## The task:
Restate the material from its start through the line containing "pixel 1237 488", both ends included and with the requests kept as they stand, offsetting each answer coordinate by adding 117 to both of its numbers.

## Supplied records:
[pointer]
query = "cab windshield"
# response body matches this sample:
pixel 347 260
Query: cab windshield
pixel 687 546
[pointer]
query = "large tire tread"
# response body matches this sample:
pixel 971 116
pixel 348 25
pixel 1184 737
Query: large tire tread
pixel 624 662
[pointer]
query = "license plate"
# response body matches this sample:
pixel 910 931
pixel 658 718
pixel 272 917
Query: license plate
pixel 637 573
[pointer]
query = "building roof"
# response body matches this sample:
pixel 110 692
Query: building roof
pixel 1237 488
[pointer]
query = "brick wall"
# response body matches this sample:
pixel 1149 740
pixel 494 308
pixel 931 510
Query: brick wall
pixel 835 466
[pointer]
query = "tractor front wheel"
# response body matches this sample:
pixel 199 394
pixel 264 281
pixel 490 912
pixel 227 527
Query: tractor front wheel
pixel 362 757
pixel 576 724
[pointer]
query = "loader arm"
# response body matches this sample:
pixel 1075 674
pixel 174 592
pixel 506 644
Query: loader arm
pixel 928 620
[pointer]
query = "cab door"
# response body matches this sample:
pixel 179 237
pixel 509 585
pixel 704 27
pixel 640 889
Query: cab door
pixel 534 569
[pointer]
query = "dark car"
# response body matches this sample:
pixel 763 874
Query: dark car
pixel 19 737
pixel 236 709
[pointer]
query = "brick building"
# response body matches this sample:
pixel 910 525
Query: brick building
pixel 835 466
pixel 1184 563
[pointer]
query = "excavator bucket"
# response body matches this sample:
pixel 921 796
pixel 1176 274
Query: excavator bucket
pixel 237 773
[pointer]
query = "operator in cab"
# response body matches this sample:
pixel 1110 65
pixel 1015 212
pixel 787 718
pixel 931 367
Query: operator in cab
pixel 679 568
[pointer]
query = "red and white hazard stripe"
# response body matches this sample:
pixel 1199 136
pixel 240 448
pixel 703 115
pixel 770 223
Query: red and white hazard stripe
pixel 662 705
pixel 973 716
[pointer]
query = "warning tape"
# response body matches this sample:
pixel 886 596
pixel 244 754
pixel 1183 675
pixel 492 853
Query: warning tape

## Result of this exercise:
[pointer]
query = "cab windshield"
# response body matches this sample:
pixel 347 260
Query: cab windshield
pixel 804 663
[pointer]
query = "large tire tread"
# response body matches this sample:
pixel 971 116
pixel 348 25
pixel 1184 737
Query: large tire tread
pixel 741 779
[pointer]
query = "license plate"
# response body matches this sample:
pixel 910 931
pixel 658 718
pixel 272 917
Query: license plate
pixel 754 690
[pointer]
query = "building roof"
# response body matches this sample:
pixel 110 692
Query: building roof
pixel 1354 605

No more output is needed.